### DOCUMENT EXCERPT

>>>>

= Red Book of Azerbaijan =

Inventory of the Azerbaijani conservation status of biological species

The Red Book of Azerbaijan (Azərbaycan Qırmızı Kitabı) is an official state document on the status of rare and endangered species of wild animals and plants in Azerbaijan. It contains information about the state, distribution and protection measures of animal and plant species within the Republic, including the Azerbaijani section of the Caspian Sea.

== Description ==
According to the legislation, the Red Book is planned to be published every 10 years. The first edition, published in 1989, listed 108 animal and 140 plant species.

Species are placed in one of 2 categories: endangered or rare. Endangered species are those that have sustained a substantial decrease in population and range and have reached a crisis level. Species with populations that are trending downward and are found in localized areas are considered rare. Animals and plants that are little studied, the necessary information about whose number and resources in nature is lacking, or there are particular difficulties in the organization of their protection are also considered rare species.

<<<<

### MATERIAL SHOWN
>>>>

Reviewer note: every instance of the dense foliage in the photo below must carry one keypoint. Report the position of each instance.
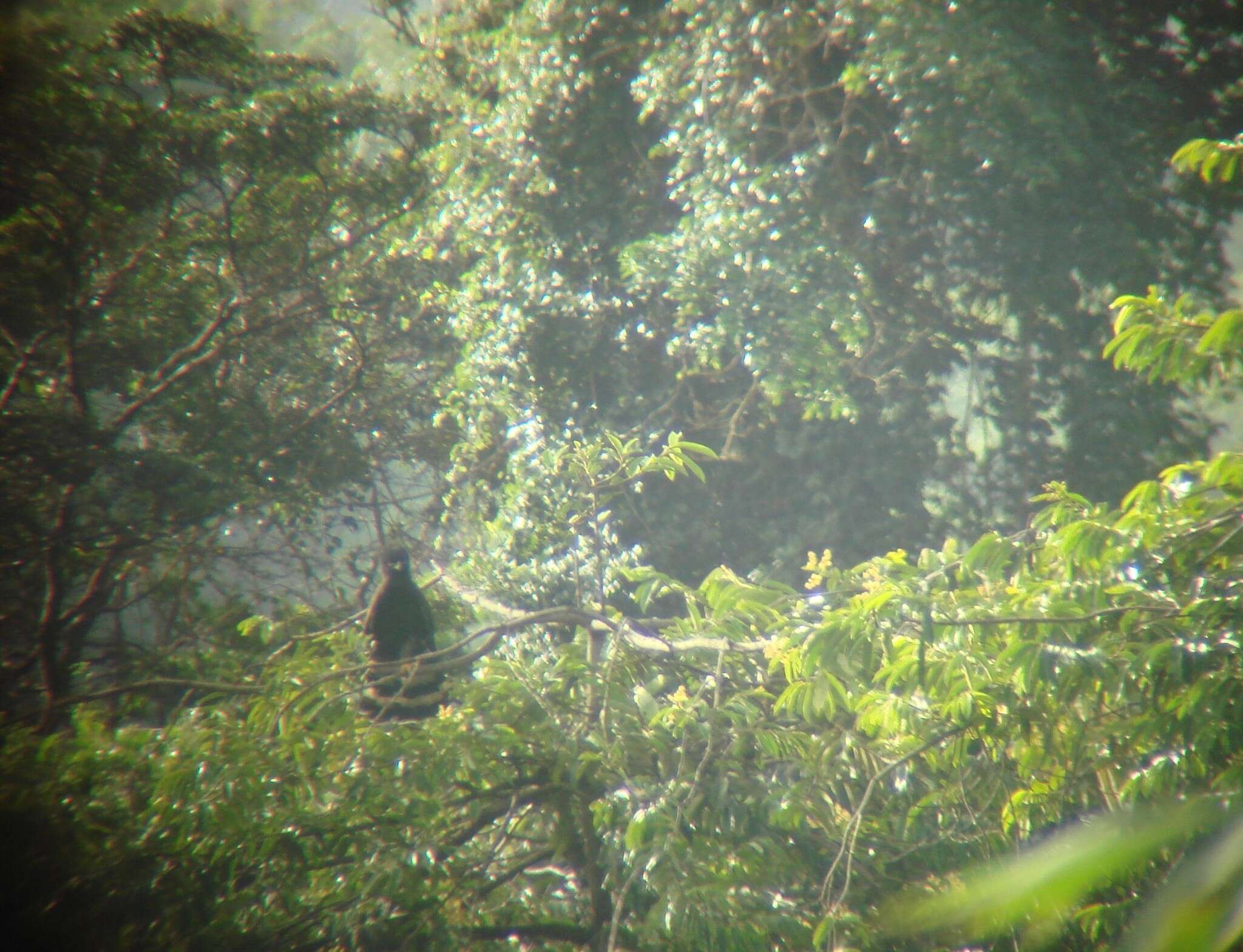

<<<<
>>>>

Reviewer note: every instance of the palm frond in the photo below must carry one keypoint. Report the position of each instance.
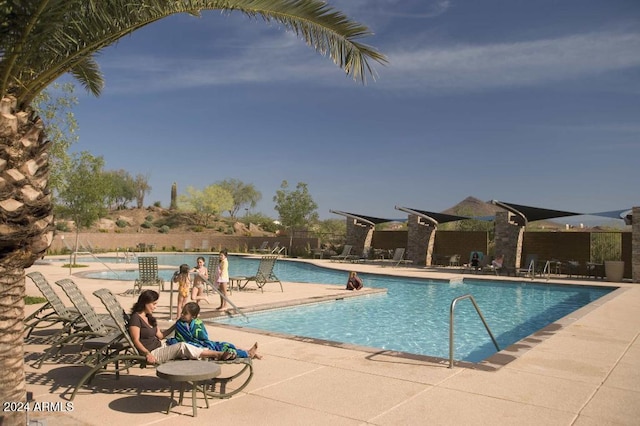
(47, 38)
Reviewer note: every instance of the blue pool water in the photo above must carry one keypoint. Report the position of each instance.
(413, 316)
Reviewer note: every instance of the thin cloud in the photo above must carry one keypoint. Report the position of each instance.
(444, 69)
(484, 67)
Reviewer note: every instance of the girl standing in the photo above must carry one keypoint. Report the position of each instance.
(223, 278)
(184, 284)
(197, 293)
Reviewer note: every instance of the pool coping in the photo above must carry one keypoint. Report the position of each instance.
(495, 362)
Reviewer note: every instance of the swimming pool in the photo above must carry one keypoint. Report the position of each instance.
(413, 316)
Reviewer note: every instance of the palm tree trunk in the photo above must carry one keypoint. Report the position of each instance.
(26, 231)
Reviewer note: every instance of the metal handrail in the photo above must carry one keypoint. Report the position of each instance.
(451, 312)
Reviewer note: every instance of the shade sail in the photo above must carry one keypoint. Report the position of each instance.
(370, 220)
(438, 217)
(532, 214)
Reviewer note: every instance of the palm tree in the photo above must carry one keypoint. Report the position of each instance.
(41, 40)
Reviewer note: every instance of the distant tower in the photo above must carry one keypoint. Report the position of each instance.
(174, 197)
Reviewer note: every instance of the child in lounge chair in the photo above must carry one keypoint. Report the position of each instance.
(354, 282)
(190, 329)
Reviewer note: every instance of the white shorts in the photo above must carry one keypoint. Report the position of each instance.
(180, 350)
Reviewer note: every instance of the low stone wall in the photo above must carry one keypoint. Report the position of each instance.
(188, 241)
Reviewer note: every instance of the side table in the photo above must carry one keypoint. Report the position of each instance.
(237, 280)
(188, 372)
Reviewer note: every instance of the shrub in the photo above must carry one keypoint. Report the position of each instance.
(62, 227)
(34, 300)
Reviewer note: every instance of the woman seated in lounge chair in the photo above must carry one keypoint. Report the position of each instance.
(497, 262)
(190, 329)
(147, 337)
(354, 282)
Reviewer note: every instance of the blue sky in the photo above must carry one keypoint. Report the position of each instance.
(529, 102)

<<<<

Answer these about the Red Book of Azerbaijan text, one per line:
(a) The book's coverage includes the Azerbaijani section of which sea?
(b) How many animal species and how many plant species did the first edition list?
(c) What are the two categories in which species are placed?

### TASK OUTPUT
(a) The Caspian Sea
(b) 108 animal species and 140 plant species
(c) Endangered and rare